* [EXERCISE 1]:
Answer these questions about the passage on the Comcast/NBCU deal:
(a) Which three goals of the Commission would the deal undermine?
(b) On what terms must all Comcast/NBCU programming and channels be offered to any MVPD?
(c) What does the sixth condition call for?

* [EXERCISE PASSAGE]:
------------------------------------------------
He wrote, “Approval of this deal as it currently stands poses a grave threat to the public interest, threatening to set off a dangerous trend of further media consolidation, create even higher prices for consumers, and risk job loss in an already fragile economy. Simply stated, the effects of this deal will undermine the Commission’s goals of competition, diversity, and localism.” He added that claims by the companies that they will bring significant public interest benefits to US consumers “could not be further from the truth.”

He claimed harm will be done to competition, localism and diversity, that existing regulatory structures are not up to the job of riding herd on the merged entity, and that the commitments already made by the merging parties do not go far enough.

If it is going to be approved, Franken wants the following conditions imposed:

1. All programming and channels owned by Comcast/NBCU must be made available to any MVPD on “reasonable and nondiscriminatory terms.”

2. The merged entity must not discriminate against other program sources in favor of its own, whether or not there are existing and applicable carriage regulations.

3. Online programming must be made available to competitors operating in that medium.

4. The merged entity may not discriminate in favor of its own programming on the internet.

5. A subscription to a property of the merged entity should not be required to view its online programming.

6. There should be an FCC shot clock for resolving carriage disputes.

7. The merged entity should have limited power to bundle its programming when selling it to competitors to
prevent abuse of market power.
------------------------------------------------
* [EXERCISE 2]: Please lay out everything in the records from their first line down to and including the line containing "199L573 244L591 243L598" as a Markdown table with the columns Row and Record line. Number the rows, skip blank lines, and leave out the pictures.
------------------------------------------------
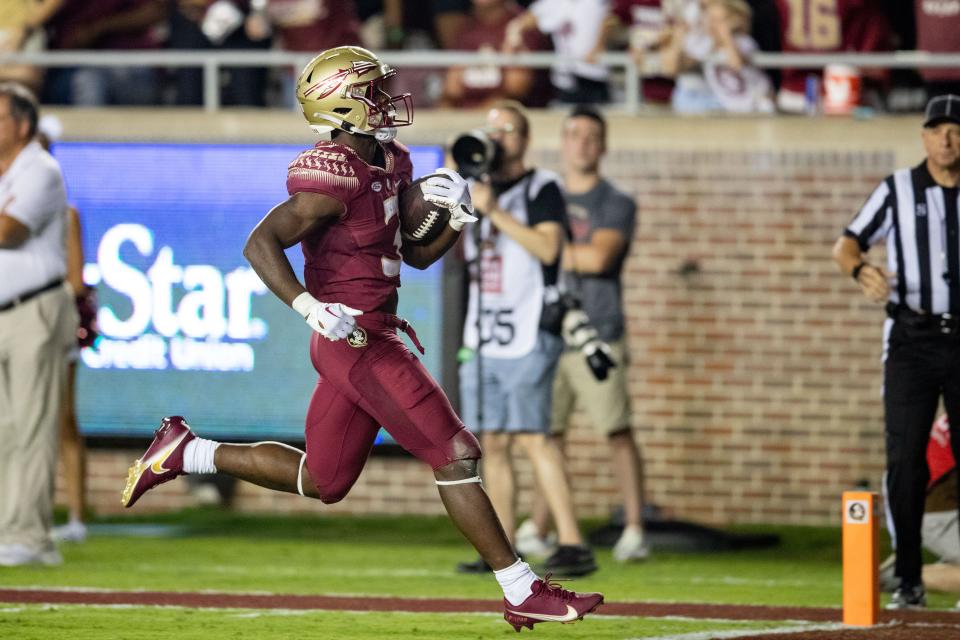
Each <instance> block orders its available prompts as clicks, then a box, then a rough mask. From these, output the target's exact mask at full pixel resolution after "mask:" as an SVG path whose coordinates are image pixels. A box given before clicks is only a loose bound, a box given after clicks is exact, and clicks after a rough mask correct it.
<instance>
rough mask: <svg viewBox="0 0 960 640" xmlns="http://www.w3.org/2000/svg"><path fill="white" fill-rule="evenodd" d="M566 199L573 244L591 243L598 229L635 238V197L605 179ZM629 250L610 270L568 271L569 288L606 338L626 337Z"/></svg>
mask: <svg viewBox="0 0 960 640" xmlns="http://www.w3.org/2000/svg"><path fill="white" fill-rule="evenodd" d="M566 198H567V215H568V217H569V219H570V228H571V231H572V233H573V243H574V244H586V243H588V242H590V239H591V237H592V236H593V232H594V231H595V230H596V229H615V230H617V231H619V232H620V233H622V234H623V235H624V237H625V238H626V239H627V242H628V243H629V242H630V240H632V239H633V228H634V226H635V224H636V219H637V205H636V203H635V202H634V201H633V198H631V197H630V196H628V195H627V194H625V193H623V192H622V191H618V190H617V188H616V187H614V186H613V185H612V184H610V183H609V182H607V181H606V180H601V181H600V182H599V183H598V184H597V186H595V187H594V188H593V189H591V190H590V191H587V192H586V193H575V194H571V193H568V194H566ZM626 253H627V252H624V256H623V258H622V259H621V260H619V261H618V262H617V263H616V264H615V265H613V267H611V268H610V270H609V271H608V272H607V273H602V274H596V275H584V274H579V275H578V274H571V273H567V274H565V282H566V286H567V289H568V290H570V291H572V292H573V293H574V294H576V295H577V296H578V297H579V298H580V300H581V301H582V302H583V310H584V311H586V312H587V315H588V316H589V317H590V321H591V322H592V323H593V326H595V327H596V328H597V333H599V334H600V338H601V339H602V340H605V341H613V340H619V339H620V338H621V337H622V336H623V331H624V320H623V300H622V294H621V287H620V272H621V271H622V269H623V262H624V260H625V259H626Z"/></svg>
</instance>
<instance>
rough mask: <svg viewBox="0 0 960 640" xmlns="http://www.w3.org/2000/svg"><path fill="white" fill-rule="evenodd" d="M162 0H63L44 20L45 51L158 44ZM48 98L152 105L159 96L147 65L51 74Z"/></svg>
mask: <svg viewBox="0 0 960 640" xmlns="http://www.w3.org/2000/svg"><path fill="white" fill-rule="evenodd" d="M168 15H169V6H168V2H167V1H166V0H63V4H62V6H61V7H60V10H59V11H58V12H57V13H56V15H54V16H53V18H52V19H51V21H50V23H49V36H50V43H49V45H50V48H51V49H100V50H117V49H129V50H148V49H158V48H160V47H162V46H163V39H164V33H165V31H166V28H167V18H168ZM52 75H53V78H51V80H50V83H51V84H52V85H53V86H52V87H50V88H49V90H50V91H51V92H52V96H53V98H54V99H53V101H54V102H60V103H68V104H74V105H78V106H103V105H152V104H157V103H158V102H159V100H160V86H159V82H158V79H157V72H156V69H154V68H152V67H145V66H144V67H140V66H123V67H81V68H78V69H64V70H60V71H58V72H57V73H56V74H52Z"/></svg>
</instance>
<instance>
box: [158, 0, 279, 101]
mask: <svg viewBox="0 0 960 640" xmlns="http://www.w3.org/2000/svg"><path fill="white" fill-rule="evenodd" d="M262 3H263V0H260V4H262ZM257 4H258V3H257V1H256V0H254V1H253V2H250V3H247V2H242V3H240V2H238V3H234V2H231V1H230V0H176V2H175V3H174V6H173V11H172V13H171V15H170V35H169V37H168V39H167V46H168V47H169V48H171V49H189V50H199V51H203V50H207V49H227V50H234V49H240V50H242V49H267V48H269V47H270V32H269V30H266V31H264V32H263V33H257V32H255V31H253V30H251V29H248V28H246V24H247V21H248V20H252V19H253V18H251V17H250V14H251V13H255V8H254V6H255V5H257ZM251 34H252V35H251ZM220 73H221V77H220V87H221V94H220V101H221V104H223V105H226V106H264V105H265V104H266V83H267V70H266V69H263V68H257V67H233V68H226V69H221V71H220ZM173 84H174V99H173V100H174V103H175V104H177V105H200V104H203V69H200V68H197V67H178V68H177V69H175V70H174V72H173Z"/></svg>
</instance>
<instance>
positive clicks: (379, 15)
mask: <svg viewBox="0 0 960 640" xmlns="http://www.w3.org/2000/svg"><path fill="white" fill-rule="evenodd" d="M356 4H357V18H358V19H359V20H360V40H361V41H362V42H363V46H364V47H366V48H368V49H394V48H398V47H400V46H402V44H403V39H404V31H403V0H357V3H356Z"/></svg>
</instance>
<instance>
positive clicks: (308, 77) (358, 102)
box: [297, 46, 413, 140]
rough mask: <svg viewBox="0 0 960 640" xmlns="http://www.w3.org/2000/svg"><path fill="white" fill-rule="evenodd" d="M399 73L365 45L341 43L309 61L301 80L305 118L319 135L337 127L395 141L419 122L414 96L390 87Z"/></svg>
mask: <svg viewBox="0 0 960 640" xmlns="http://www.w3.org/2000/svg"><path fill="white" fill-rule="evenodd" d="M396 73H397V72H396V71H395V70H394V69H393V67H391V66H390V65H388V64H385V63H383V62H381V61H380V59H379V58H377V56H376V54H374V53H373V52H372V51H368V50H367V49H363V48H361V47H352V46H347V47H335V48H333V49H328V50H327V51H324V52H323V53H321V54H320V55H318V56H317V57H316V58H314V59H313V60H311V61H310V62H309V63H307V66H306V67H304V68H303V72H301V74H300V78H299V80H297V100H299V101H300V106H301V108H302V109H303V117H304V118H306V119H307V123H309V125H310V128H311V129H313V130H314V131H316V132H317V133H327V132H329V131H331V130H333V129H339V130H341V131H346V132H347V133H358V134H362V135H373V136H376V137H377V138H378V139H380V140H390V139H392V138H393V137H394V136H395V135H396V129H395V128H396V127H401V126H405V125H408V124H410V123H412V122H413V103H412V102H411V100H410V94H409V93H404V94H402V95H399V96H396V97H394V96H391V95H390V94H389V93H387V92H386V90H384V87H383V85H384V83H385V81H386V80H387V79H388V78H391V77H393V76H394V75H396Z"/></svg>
------------------------------------------------
* [YOUR SOLUTION 1]:
(a) Competition, diversity, and localism.
(b) On "reasonable and nondiscriminatory terms."
(c) An FCC shot clock for resolving carriage disputes.

* [YOUR SOLUTION 2]:
| Row | Record line |
|---|---|
| 1 | Each <instance> block orders its available prompts as clicks, then a box, then a rough mask. From these, output the target's exact mask at full pixel resolution after "mask:" as an SVG path whose coordinates are image pixels. A box given before clicks is only a loose bound, a box given after clicks is exact, and clicks after a rough mask correct it. |
| 2 | <instance> |
| 3 | rough mask: <svg viewBox="0 0 960 640" xmlns="http://www.w3.org/2000/svg"><path fill="white" fill-rule="evenodd" d="M566 199L573 244L591 243L598 229L635 238V197L605 179ZM629 250L610 270L568 271L569 288L606 338L626 337Z"/></svg> |